-- begin Records supplied --

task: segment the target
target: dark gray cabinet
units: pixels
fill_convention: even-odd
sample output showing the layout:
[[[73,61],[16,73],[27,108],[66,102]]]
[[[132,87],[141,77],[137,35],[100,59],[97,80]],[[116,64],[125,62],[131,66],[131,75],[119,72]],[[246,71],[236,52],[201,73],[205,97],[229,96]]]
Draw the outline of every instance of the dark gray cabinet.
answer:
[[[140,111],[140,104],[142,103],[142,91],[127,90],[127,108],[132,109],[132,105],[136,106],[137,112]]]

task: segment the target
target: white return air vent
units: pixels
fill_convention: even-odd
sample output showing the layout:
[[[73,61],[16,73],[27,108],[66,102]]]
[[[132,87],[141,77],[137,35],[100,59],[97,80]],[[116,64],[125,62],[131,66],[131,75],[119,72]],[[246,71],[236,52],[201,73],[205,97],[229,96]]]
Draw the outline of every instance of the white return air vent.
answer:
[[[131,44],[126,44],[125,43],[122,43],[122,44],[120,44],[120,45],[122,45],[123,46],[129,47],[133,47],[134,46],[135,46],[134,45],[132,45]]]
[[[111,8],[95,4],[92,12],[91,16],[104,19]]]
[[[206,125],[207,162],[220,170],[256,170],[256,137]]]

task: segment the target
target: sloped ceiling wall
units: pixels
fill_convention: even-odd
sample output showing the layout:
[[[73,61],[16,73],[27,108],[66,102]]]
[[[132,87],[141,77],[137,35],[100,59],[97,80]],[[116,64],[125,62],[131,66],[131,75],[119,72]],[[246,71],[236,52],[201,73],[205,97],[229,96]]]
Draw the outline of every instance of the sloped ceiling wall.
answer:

-- end Records supplied --

Required task -
Which lines of the material contain the string "sloped", with case counting? Copy each of those lines.

The response -
target: sloped ceiling wall
Draw the outline of every instance of the sloped ceiling wall.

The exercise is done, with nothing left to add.